WRITTEN TASK 1
In the integration thread, reproduce the text from "Can some one" up to and including "completely different answer.".
WRITTEN TASK 2
In the thread about the integration problem, what device did the poster use to check the answer?
WRITTEN TASK 3
What are all the headings that divide the integration thread?

==== SOURCE DOCUMENT ====

Question

Can some one check my work on an integration problem?

Answer 1

\[\int\limits(\frac{ 1 }{ 7x-2 }-\frac{ 1 }{ 7x+2 })dx\] thi is the original problem. I wan to show you the steps I followed, because when I check it with my ti nspire cas cx it gives a completely different answer.

Answer 2

first\[\int\limits(\frac{ 1 }{7x-2 }dx -\int\limits \frac{ 1 }{ 7x+2 }dx\]

Answer 3

Then for the first indefinite integral\[u=7x-2, du=7dx\], then for the second indefinite integral\[u=7x+2, du=7dx\]

Answer 4

then I have \[\frac{ 1 }{ 7 }\int\limits \frac{ 1 }{ u }du-\frac{ 1 }{ 7 }\int\limits \frac{ 1 }{ u }du\]

Answer 5

finally my answer was\[\frac{ 1 }{ 7 }(\ln [7x-2]-\ln [7x+2])+c\] those brackets should be absolute value bars but i couldn't figure out how to use them

Answer 6

\(\huge ln |A|-ln|B|=ln|\frac{A}{B}|\)

==== GIVEN MATERIAL ====

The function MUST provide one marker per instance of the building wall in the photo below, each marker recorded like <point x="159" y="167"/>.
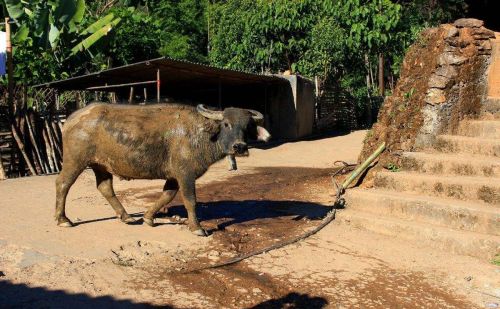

====

EXERCISE SOLUTION 1
Can some one check my work on an integration problem?

Answer 1

\[\int\limits(\frac{ 1 }{ 7x-2 }-\frac{ 1 }{ 7x+2 })dx\] thi is the original problem. I wan to show you the steps I followed, because when I check it with my ti nspire cas cx it gives a completely different answer.

EXERCISE SOLUTION 2
A TI-Nspire CAS CX.

EXERCISE SOLUTION 3
Question
Answer 1
Answer 2
Answer 3
Answer 4
Answer 5
Answer 6